* **WORK REQUIRED**: Identify and copy out every line below that contains the word "mist".

* **PROVIDED INFORMATION**:
────

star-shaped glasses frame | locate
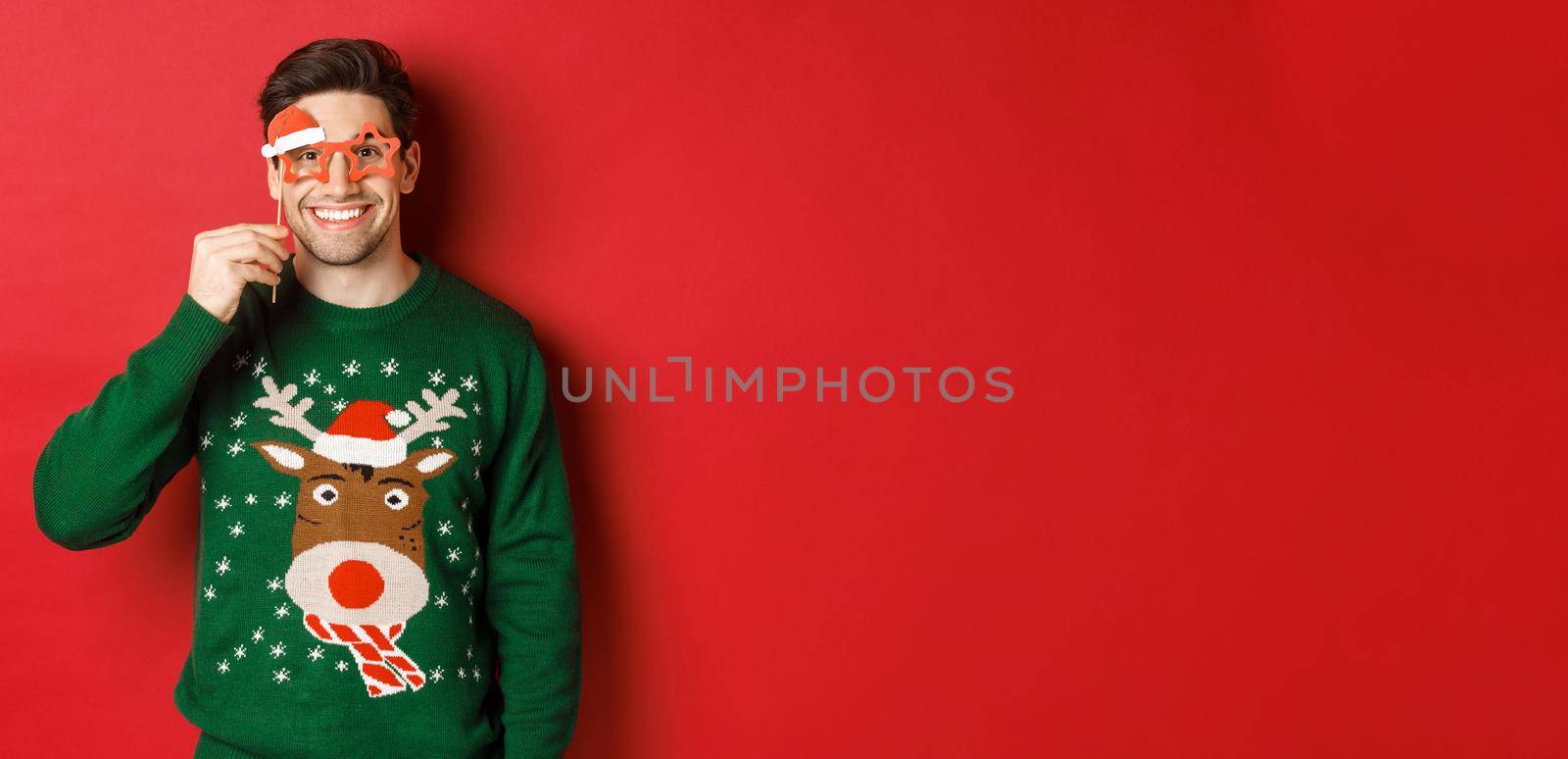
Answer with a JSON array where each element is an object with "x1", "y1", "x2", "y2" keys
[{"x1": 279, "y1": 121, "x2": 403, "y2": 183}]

────

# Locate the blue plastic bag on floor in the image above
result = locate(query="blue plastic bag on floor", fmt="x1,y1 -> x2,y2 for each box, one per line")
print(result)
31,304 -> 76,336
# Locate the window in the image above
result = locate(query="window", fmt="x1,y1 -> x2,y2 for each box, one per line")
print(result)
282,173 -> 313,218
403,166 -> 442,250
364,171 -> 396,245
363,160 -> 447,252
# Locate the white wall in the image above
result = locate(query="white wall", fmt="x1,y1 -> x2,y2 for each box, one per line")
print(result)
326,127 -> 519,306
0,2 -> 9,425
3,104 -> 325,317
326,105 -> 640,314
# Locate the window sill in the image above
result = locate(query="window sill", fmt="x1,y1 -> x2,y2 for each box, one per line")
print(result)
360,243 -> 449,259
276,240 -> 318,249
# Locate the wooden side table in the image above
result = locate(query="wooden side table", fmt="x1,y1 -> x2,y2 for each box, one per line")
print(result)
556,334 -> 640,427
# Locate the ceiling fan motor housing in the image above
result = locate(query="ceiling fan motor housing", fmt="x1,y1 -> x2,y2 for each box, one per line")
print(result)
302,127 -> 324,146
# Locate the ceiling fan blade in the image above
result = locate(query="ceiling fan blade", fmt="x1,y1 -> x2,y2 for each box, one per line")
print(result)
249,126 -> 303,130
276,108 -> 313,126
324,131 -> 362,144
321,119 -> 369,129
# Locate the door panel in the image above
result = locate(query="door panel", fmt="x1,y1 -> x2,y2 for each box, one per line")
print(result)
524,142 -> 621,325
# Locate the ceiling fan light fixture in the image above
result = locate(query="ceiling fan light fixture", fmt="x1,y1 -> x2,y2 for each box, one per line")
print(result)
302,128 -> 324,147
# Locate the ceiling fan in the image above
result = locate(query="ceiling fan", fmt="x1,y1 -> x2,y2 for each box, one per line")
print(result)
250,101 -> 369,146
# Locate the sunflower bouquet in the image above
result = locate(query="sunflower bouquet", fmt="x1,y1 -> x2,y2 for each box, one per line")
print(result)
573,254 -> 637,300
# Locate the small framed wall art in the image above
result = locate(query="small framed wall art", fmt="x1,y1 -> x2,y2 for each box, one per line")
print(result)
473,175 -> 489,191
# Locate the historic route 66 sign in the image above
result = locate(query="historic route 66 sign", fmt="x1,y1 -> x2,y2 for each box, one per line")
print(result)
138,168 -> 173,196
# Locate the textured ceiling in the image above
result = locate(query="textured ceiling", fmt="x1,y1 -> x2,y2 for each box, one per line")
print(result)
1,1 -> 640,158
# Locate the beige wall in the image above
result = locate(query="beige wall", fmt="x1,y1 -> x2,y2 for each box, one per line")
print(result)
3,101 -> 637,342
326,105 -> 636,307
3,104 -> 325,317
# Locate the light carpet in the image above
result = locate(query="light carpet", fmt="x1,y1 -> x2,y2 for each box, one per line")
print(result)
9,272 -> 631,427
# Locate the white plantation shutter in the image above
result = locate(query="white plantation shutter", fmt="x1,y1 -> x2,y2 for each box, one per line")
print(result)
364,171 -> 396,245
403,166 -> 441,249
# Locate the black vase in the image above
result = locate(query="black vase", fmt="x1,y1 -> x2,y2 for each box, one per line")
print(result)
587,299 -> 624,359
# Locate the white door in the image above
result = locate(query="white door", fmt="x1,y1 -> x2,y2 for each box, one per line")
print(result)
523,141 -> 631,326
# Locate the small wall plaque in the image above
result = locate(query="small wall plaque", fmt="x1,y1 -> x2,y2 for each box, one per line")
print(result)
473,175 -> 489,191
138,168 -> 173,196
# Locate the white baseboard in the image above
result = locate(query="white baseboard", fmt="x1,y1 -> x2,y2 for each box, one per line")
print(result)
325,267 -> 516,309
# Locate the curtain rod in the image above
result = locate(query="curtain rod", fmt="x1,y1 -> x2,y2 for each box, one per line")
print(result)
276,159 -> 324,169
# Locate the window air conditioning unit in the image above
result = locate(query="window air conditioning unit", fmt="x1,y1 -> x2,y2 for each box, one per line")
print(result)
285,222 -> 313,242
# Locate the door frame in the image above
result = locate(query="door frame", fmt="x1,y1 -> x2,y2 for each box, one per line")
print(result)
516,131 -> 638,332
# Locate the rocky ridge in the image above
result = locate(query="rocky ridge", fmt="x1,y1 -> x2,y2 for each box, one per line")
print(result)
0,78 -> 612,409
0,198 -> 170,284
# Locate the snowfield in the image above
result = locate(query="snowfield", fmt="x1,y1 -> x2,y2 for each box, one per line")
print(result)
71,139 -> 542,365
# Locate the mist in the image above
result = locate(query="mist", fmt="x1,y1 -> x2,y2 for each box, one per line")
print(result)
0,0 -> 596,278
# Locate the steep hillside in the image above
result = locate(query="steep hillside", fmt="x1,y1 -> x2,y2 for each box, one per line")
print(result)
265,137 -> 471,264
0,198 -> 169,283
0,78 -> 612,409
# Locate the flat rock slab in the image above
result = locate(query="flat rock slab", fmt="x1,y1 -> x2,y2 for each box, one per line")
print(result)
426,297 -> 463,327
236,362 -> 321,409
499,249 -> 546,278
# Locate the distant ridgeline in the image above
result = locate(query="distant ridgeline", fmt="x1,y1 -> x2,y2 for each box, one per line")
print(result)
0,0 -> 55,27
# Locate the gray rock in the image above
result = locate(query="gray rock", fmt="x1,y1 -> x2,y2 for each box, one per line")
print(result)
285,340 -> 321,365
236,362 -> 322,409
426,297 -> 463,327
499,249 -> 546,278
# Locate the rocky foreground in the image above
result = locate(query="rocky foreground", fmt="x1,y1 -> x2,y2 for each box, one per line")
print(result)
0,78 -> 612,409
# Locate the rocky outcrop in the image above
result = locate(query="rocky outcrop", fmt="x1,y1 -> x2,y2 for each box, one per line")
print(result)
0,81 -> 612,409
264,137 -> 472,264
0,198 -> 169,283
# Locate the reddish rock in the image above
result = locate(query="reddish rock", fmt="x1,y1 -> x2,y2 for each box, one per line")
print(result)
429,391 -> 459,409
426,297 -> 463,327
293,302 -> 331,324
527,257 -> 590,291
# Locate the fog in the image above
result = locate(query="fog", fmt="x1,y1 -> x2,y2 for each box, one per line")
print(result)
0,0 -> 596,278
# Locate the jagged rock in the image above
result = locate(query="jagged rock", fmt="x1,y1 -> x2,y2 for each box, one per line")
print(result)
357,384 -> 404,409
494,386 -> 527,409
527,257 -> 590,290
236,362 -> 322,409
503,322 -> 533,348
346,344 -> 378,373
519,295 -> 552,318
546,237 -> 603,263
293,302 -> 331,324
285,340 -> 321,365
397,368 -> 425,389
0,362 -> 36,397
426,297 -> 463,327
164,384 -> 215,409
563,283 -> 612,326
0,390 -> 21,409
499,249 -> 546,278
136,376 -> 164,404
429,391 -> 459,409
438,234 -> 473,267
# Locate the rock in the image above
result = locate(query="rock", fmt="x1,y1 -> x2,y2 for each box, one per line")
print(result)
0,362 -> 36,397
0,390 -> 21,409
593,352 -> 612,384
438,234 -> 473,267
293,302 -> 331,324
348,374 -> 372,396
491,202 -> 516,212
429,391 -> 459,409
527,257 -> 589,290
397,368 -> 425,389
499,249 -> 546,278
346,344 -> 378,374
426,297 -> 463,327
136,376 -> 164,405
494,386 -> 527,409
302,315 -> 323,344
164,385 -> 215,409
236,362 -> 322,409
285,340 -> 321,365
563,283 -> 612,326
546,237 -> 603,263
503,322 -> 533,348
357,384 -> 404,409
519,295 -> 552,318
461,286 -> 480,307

────

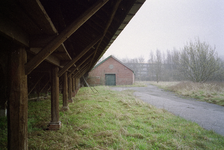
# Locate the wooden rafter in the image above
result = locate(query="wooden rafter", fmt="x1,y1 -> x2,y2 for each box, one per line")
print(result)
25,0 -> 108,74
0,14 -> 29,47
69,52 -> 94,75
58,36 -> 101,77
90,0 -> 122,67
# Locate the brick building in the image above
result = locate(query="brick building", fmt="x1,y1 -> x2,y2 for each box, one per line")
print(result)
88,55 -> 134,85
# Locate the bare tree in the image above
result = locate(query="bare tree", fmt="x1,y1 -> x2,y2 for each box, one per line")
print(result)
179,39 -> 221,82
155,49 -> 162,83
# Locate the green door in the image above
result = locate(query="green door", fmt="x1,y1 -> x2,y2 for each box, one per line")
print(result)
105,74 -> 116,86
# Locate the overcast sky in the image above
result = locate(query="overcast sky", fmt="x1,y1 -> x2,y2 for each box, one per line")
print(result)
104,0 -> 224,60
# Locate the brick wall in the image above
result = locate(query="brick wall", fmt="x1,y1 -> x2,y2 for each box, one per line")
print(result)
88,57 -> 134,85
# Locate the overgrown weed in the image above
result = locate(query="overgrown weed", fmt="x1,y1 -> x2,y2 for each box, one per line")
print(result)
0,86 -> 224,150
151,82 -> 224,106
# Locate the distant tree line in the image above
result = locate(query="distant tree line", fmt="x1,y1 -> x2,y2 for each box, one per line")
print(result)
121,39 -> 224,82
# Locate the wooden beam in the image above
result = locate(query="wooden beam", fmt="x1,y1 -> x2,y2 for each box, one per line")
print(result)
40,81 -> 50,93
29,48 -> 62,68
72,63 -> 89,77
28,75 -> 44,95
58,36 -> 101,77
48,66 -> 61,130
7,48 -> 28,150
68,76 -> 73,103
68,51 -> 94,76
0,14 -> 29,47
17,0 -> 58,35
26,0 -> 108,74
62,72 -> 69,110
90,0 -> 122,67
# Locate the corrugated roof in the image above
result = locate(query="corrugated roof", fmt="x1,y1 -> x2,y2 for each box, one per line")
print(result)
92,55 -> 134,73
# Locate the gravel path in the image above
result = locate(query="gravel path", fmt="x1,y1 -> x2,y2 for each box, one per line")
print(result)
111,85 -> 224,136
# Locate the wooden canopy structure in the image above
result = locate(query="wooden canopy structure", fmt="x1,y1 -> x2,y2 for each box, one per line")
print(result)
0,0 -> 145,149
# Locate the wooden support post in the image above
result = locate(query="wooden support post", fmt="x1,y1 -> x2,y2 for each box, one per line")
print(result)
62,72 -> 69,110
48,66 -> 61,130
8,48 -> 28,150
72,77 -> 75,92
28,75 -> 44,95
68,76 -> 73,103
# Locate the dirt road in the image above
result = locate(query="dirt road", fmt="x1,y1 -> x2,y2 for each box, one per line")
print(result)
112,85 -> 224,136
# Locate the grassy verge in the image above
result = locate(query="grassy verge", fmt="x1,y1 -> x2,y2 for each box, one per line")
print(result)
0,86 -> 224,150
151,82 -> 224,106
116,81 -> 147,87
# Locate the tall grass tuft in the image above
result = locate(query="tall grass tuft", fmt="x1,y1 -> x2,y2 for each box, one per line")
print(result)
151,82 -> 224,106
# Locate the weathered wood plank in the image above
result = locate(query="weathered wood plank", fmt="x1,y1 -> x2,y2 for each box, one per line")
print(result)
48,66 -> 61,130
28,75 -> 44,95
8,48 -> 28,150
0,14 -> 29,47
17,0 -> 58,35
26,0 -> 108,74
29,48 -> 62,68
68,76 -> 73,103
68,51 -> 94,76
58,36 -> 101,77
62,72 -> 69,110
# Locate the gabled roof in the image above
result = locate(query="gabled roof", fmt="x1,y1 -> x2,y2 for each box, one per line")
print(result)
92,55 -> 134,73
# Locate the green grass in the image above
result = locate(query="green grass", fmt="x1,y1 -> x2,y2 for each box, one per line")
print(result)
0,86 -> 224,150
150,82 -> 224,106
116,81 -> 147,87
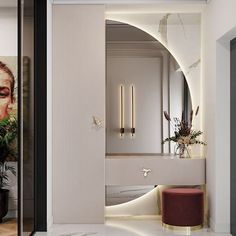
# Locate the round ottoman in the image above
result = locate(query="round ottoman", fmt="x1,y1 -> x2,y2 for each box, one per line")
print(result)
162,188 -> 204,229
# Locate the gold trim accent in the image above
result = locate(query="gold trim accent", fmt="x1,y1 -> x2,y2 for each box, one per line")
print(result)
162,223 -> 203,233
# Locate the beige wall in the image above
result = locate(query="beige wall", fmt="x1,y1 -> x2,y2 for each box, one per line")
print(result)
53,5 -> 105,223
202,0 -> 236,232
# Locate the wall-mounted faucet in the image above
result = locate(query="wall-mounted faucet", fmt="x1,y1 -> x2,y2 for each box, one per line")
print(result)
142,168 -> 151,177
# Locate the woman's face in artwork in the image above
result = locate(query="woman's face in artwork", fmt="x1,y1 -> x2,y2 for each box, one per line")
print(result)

────

* **CORRECT OUTPUT**:
# Locate the mist in the image above
result = locate(query="mist", fmt="x1,y1 -> x2,y2 for each box, one per line")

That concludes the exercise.